PROMPT>
Change "put a marker on" to "place a dot on" in the lines from the first one through the line containing "point(591, 96)". Return only those lines, with everything else left as is.

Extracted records
** begin **
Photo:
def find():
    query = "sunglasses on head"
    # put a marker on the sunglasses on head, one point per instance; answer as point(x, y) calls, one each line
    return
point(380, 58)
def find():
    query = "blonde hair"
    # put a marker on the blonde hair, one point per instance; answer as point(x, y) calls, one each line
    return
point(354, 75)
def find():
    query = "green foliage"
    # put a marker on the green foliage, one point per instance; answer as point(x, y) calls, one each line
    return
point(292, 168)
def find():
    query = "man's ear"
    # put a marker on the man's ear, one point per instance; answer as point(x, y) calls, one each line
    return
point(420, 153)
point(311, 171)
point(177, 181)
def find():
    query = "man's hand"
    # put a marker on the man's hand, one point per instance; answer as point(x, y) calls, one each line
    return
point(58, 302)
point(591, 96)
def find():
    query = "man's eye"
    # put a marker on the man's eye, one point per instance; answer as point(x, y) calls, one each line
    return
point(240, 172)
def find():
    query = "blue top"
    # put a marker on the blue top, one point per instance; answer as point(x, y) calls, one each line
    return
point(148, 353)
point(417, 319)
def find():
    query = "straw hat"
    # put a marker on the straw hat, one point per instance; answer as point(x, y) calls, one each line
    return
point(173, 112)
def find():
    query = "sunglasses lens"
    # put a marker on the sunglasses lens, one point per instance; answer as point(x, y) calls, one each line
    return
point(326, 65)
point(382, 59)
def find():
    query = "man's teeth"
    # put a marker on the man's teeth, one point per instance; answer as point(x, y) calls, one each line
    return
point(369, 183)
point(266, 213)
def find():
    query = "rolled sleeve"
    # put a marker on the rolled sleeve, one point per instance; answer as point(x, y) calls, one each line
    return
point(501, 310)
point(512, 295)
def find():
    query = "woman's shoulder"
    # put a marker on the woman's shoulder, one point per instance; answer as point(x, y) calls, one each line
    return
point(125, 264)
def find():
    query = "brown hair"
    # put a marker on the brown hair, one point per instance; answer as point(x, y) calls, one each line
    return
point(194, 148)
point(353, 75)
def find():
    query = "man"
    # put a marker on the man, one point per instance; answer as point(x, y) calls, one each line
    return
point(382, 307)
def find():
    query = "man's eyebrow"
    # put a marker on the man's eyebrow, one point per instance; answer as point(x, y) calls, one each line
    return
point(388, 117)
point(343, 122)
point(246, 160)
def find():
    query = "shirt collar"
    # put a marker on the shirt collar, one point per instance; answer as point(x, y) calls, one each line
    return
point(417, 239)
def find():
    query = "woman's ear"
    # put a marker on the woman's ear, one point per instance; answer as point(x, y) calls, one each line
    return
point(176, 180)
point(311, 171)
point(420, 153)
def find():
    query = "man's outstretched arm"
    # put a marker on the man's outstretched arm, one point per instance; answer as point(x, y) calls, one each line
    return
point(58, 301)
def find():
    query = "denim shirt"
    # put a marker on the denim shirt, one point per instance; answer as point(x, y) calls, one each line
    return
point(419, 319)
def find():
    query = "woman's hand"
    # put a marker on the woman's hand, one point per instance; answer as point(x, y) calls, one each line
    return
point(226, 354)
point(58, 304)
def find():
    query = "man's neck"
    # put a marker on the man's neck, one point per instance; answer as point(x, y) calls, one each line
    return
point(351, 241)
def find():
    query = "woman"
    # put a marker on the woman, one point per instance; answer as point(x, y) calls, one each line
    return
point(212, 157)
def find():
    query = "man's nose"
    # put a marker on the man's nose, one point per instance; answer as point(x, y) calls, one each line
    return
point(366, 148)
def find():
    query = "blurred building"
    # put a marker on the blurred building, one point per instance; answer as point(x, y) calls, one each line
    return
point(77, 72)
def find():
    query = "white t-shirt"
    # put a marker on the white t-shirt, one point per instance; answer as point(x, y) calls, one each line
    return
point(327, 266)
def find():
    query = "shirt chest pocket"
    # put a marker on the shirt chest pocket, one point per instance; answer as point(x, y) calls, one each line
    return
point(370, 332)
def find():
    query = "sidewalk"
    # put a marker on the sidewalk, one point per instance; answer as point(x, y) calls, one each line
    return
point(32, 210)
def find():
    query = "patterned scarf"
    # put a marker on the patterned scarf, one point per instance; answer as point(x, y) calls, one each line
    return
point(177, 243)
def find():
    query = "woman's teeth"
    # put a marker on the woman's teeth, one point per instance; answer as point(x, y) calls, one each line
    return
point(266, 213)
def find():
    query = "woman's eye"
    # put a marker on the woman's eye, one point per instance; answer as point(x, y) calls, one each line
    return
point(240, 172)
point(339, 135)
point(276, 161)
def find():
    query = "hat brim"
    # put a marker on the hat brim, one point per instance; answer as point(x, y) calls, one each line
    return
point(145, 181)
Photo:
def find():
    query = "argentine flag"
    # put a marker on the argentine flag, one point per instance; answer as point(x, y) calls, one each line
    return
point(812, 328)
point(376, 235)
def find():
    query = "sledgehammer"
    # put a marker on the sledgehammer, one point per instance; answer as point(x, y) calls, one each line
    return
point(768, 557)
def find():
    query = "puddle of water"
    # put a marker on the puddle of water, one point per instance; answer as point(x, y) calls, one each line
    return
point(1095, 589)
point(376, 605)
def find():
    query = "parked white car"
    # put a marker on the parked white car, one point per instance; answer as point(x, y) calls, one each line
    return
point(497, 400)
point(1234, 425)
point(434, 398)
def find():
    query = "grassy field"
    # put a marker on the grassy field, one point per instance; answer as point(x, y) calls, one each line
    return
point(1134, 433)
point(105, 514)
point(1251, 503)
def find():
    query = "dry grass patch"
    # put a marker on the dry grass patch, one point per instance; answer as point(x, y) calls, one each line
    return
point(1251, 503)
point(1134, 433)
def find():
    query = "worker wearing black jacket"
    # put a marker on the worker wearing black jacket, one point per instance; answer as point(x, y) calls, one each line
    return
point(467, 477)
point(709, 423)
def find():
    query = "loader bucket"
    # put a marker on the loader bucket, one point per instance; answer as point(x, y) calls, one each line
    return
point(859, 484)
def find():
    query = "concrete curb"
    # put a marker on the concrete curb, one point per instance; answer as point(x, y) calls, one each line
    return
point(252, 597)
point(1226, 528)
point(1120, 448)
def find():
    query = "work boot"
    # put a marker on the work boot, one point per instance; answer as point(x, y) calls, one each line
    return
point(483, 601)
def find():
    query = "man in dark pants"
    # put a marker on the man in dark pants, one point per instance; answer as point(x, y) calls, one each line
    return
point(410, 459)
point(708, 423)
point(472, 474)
** end **
WRITTEN RESPONSE>
Photo:
def find():
    query = "sunglasses on head"
    # place a dot on the sunglasses on head, one point per instance; answer as point(x, y) calls, one each line
    return
point(380, 58)
def find():
    query = "blonde hair"
    # place a dot on the blonde hair, one point per instance; answer as point(x, y) calls, one each line
    return
point(354, 75)
def find():
    query = "green foliage"
    # place a dot on the green foliage, one point per instance; answer as point(x, y) calls, one each line
    return
point(292, 168)
def find():
    query = "man's ear"
    # place a dot on the man's ear, one point per instance; answer as point(x, y) calls, one each line
    return
point(420, 153)
point(311, 171)
point(177, 181)
def find():
    query = "man's hand"
    # place a dot on the man's hand, one point per instance; answer as point(x, y) calls, one each line
    return
point(58, 302)
point(591, 96)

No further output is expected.